GIVEN ENTRIES:
----------------------------------------
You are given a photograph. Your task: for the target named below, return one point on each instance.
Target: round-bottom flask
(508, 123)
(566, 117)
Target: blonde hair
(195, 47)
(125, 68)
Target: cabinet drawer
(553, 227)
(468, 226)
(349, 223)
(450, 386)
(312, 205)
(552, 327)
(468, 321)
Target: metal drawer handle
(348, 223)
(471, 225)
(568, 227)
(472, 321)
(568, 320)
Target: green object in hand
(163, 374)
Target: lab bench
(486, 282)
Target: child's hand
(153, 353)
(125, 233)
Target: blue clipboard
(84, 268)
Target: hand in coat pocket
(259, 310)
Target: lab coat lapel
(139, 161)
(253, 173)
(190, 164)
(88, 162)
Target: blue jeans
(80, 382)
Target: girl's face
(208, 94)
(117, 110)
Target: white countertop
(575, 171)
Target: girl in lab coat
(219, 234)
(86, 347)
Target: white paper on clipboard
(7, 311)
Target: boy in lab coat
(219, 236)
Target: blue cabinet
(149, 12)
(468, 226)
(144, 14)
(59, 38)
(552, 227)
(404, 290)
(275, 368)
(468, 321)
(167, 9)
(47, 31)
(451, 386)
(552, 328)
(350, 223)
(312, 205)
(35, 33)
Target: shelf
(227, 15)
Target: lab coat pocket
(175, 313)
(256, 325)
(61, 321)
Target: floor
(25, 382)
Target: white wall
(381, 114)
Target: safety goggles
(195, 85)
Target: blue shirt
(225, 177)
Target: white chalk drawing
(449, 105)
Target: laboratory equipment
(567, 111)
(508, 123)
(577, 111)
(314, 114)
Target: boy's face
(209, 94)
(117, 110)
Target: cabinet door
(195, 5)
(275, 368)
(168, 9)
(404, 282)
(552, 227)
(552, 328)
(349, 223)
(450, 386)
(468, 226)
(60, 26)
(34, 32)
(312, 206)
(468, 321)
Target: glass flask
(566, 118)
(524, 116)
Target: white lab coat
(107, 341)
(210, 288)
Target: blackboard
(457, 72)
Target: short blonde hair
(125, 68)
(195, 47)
----------------------------------------
WHAT IS BEING ASKED:
Only an exact copy of all the data will do as the answer.

EXPECTED ANSWER:
You are given a photograph. Your task: for the target named below, return one point on each instance.
Target: round-bottom flask
(508, 123)
(566, 117)
Target: blonde hair
(195, 47)
(125, 68)
Target: cabinet drawer
(553, 227)
(468, 226)
(349, 223)
(450, 386)
(312, 205)
(552, 327)
(468, 321)
Target: metal drawer handle
(348, 223)
(471, 225)
(568, 227)
(472, 321)
(568, 320)
Target: green object in hand
(163, 374)
Target: lab bench
(486, 282)
Target: child's hand
(153, 353)
(125, 233)
Target: blue clipboard
(84, 268)
Target: hand in coat pocket
(259, 310)
Target: lab coat lapel
(139, 161)
(253, 173)
(190, 164)
(88, 162)
Target: blue jeans
(80, 382)
Target: girl's face
(208, 94)
(117, 110)
Target: white countertop
(575, 171)
Target: girl in lab coat
(219, 234)
(86, 347)
Target: white paper on clipboard
(7, 311)
Target: boy in lab coat
(219, 236)
Target: blue cabinet
(149, 12)
(468, 226)
(144, 14)
(59, 38)
(552, 227)
(404, 290)
(275, 368)
(468, 321)
(167, 9)
(47, 31)
(451, 386)
(552, 328)
(350, 223)
(312, 205)
(35, 33)
Target: shelf
(227, 15)
Target: lab coat pocket
(175, 313)
(256, 325)
(61, 321)
Target: floor
(25, 382)
Target: white wall
(381, 114)
Target: safety goggles
(195, 85)
Target: blue shirt
(225, 177)
Target: white chalk drawing
(449, 105)
Target: laboratory equipment
(567, 111)
(508, 123)
(577, 111)
(314, 114)
Target: boy's face
(209, 94)
(117, 110)
Target: cabinet door
(195, 5)
(275, 368)
(168, 9)
(404, 282)
(552, 227)
(552, 328)
(349, 223)
(450, 386)
(468, 226)
(60, 26)
(34, 32)
(312, 206)
(468, 321)
Target: glass flask
(566, 118)
(524, 116)
Target: white lab coat
(107, 341)
(210, 288)
Target: blackboard
(457, 72)
Target: short blonde hair
(125, 68)
(195, 47)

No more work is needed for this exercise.